#### Records to process:
········

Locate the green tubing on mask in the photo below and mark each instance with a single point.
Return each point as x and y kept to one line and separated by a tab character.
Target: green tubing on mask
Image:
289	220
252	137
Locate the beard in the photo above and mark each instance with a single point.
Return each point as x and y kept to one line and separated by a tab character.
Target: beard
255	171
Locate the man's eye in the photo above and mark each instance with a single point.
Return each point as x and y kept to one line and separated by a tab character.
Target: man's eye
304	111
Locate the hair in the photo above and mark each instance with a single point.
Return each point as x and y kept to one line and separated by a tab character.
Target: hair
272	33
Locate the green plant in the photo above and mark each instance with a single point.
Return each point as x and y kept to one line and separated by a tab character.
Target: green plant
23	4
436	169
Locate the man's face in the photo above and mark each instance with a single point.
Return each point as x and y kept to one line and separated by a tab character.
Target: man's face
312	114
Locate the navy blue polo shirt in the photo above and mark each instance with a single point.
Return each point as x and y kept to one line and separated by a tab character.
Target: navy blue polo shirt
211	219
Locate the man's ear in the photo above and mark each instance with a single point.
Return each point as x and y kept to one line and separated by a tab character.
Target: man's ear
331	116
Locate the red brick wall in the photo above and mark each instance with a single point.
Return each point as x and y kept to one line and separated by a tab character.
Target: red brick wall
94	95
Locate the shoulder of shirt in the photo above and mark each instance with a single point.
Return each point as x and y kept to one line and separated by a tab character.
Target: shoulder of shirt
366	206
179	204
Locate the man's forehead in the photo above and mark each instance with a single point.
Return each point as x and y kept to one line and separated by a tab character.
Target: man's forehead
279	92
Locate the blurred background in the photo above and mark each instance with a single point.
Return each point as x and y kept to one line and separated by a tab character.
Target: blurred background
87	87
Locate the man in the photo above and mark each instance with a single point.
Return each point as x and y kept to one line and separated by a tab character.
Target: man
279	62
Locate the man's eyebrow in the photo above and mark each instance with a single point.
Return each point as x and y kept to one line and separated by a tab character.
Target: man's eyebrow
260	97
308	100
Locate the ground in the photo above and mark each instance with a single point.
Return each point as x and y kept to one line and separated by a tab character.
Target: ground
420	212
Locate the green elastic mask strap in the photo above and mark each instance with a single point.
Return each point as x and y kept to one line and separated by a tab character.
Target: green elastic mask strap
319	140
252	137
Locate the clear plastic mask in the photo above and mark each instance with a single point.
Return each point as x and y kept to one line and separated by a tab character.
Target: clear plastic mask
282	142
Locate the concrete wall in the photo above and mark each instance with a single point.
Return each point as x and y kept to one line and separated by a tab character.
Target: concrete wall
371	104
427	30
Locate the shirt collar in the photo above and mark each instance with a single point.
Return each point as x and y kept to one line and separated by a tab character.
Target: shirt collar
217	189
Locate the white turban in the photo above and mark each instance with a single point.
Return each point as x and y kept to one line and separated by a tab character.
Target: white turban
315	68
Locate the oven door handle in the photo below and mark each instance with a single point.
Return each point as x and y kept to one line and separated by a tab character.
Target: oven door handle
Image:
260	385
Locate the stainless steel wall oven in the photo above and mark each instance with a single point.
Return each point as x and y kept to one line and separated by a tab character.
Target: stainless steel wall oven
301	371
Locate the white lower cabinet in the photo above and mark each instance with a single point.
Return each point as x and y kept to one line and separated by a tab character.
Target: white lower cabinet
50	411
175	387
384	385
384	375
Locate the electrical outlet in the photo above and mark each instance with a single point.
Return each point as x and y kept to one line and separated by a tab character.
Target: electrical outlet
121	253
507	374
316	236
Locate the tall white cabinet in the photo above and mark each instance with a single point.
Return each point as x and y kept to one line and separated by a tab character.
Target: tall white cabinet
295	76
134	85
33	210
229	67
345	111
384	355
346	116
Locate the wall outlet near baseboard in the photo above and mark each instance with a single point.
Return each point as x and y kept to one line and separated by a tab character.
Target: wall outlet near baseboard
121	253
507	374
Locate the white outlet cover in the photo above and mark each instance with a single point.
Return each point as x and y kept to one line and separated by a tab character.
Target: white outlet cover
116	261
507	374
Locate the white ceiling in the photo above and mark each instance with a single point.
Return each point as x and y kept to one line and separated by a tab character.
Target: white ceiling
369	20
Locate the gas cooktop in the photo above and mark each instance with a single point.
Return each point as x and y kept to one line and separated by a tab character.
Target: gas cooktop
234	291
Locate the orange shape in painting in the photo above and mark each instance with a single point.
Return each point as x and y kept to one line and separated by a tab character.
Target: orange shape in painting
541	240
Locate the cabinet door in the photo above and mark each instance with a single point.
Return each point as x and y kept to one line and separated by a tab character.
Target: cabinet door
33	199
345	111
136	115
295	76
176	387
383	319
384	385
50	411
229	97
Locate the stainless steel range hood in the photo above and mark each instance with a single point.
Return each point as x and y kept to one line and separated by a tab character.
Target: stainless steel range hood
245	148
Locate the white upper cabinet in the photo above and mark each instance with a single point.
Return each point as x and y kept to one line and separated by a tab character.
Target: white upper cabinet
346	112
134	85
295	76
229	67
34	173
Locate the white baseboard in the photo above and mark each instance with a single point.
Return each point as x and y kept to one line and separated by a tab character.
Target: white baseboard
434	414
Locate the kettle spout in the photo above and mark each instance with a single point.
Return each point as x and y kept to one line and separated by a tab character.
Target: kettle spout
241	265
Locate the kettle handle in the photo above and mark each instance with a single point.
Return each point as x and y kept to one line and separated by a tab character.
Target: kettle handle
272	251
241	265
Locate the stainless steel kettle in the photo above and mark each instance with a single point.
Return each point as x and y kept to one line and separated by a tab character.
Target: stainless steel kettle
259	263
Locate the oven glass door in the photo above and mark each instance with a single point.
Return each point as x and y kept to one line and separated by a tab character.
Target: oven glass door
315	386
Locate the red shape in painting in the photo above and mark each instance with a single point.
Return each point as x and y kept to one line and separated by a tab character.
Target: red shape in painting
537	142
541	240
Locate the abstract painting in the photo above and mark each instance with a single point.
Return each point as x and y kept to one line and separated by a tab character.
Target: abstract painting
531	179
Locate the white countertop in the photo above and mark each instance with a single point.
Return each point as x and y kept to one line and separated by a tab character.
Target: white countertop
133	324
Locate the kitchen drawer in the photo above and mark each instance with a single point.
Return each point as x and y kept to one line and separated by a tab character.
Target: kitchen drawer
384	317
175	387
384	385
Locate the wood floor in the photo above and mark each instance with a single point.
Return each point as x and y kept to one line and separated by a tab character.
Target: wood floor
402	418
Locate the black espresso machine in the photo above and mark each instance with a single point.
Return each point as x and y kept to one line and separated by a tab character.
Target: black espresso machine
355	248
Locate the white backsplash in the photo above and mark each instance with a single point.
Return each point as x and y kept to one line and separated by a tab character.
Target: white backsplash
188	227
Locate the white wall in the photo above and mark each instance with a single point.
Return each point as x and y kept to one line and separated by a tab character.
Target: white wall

········

Return the lines above exactly, keeping every word.

#### Response to this exercise:
Locate the green tubing on mask in the photo below and mark each instance with a single point.
Return each point as x and y kept to one line and separated by a tab character.
Target: green tubing on mask
Image:
289	220
252	137
Locate the beard in the photo above and mark each instance with a single point.
Return each point as x and y kept to one line and separated by a tab character.
Target: beard
255	171
Locate the man's eye in the photo above and mark each instance with a single point.
Return each point as x and y kept to one line and separated by a tab character.
Target: man's eye
304	111
Locate the hair in the photo above and mark each instance with a single point.
Return each point as x and y kept to one line and separated by a tab character.
Target: hair
272	33
Locate the green plant in the photo above and mark each instance with a single point.
Return each point as x and y kept to one line and separated by a tab character.
Target: green plant
23	4
436	169
Locate the man's face in the photo above and mark each instance with a single point.
Return each point as x and y kept to one line and separated by a tab character.
Target: man's face
312	114
Locate the navy blue polo shirt in the photo above and mark each instance with a single point.
Return each point as x and y kept to one line and separated by a tab character.
Target: navy blue polo shirt
211	219
Locate the man's ear in the photo above and mark each instance with a single point.
Return each point as x and y kept to one line and separated by a tab character.
Target: man's ear
331	116
Locate the red brick wall in the photo above and mark each instance with a single point.
Return each point as x and y kept to one line and separated by a tab character.
Target: red brick wall
94	95
Locate the shoulder of shirt in the photo above and mark each instance with a single point.
Return each point as x and y kept to one line and separated by a tab character.
Target: shoulder of shirt
366	206
179	204
Locate the man's forehead in the photo above and mark each instance with a single point.
Return each point as x and y kept to one line and separated by a tab character.
Target: man's forehead
279	92
Locate the blurred background in the photo above and mark each instance with a single point.
Return each point as x and y kept to one line and separated by a tab character.
Target: blurred background
87	87
Locate the man in the photo above and mark each instance with a single point.
Return each point as x and y kept to one line and separated by a tab character.
Target: man
279	62
Locate the man's eyebrow in the photo above and mark each instance with a single point.
Return each point as x and y kept to one line and separated by a tab character.
Target: man's eyebrow
260	97
308	100
Locate the ground in the photo above and mark each instance with a single point.
Return each point as x and y kept to one line and separated by a tab character.
Target: ground
420	212
Locate the green elastic mask strap in the photo above and mark each instance with a single point.
Return each point as x and y kept to one line and separated by a tab character.
Target: green elastic mask strap
319	140
252	137
Locate the clear plastic mask in the photo above and mark each instance with a single point.
Return each point as x and y kept to one line and separated by a tab character.
Target: clear plastic mask
282	142
Locate the concrete wall in the photo above and mark each instance with a single point.
Return each point as x and y kept to one line and separated by a tab character.
Target: concrete wall
371	104
427	30
Locate the shirt collar in the photo above and mark each instance with a single point.
Return each point as x and y kept to one line and separated by a tab character.
Target: shirt collar
217	189
Locate the white turban in the photo above and mark each instance with a single point.
Return each point as x and y kept to one line and separated by a tab character.
Target: white turban
315	68
Locate the oven door handle in the photo below and mark each instance with a single point.
Return each point as x and y kept to one line and separated by a tab character.
Target: oven door handle
Image:
260	385
Locate the stainless steel wall oven in the photo above and mark each instance with a single point.
Return each point as x and y kept to one line and separated by a tab character.
Target: stainless steel wall oven
301	371
Locate the white lower cabinet in the photo above and mark each instance with a single point.
Return each point as x and y kept to one line and separated by a tab character.
Target: white lower cabinet
50	411
175	387
384	385
384	375
Locate the electrical outlet in the photo above and mark each instance with a single point.
Return each point as x and y kept to one line and separated by a tab character.
Target: electrical outlet
121	253
507	374
316	236
Locate the tall white cabinet in the photo above and mark each instance with a single point.
Return each point as x and y kept to one line and separated by a tab character.
Target: tall white cabinet
295	76
134	85
33	210
229	67
345	111
384	355
346	116
Locate the wall outlet near baseboard in the photo above and mark each instance with a single point.
Return each point as x and y kept to one line and separated by a tab character.
Target: wall outlet near baseboard
121	253
507	374
Locate the white outlet cover in the photo above and mark each instance with a single point.
Return each point as x and y kept to one line and separated by a tab character.
Target: white outlet cover
116	261
507	374
Locate the white ceiling in the photo above and mark each instance with a single point.
Return each point as x and y kept to one line and separated by a tab character.
Target: white ceiling
369	20
Locate the gas cooktop in the photo above and mark each instance with a single point.
Return each point as x and y kept to one line and separated by a tab character.
Target: gas cooktop
234	291
Locate the orange shape in painting in the photo above and mark each instance with a single point.
Return each point as x and y kept to one line and separated by a tab character.
Target: orange shape in painting
541	240
Locate the cabinet door in the photo above and mark each instance with a single point.
Return each point as x and y kept to one line and separated by a tab character.
Target: cabinet door
33	199
345	111
136	115
295	76
176	387
383	319
384	385
50	411
229	97
Locate the stainless steel range hood in the photo above and mark each instance with a single point.
Return each point as x and y kept to one line and separated by a tab character.
Target: stainless steel range hood
245	148
Locate the white upper cabinet in the photo above and mark each instance with a single point.
Return each point as x and y kept to one line and separated by a tab character.
Target: white upper cabinet
346	112
134	85
295	76
229	67
34	173
Locate the white baseboard in the photo above and mark each instance with a single point.
Return each point as x and y kept to one line and separated by a tab character.
Target: white baseboard
434	414
Locate the kettle spout in the photo above and mark each instance with a single point.
Return each point as x and y kept to one line and separated by a tab character.
Target: kettle spout
241	265
Locate the kettle handle in the photo above and mark each instance with a single point.
Return each point as x and y kept to one line and separated by a tab character.
Target: kettle handle
272	251
241	265
Locate the stainless steel kettle in the photo above and mark each instance with a single point.
Return each point as x and y kept to one line and separated by a tab character.
Target: stainless steel kettle
259	263
Locate the oven glass door in the photo above and mark each instance with a single point.
Return each point as x and y kept to one line and separated by a tab character.
Target: oven glass door
315	386
Locate the red shape in painting in the photo above and mark each instance with a single point.
Return each point as x and y kept to one line and separated by a tab character.
Target: red shape in painting
537	142
541	240
Locate the abstract painting in the photo above and mark each instance with a single point.
Return each point as x and y kept to one line and separated by a tab character.
Target: abstract painting
531	179
Locate the white countertop in the photo above and mark each instance with a single point.
Return each point as x and y kept to one line and separated by a tab character.
Target: white countertop
133	324
Locate the kitchen drawer in the photo above and mark each instance with a single point.
Return each point as x and y kept to one line and separated by a tab character.
Target: kitchen drawer
384	317
175	387
384	385
Locate the wood floor in the photo above and mark each instance with a single point.
Return each point as x and y kept to one line and separated by a tab character.
Target: wood floor
402	418
Locate the black espresso machine in the photo above and mark each instance with a single point.
Return each point as x and y kept to one line and separated by a tab character.
Target: black espresso machine
355	248
Locate the white backsplash in the photo above and mark each instance with a single point.
Return each point as x and y kept to one line and separated by a tab character.
Target: white backsplash
188	227
Locate the white wall in the photo above and mark each instance with a single point.
Return each point as x and y kept to one line and separated by a tab character.
Target: white wall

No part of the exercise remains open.